▶ **REQUIREMENT**: Rewrite the records with every "group" swapped for "crowd", keeping everything else the same.
══ RECORDS FOR PROCESSING ══
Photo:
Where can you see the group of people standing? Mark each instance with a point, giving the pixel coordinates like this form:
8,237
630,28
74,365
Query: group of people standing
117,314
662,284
═══
▶ **OUTPUT**:
Photo:
Where can you see the crowd of people standing? Mark each instance with a point, giving the pixel coordinates like this form:
8,237
630,28
74,365
Query: crowd of people standing
117,314
662,284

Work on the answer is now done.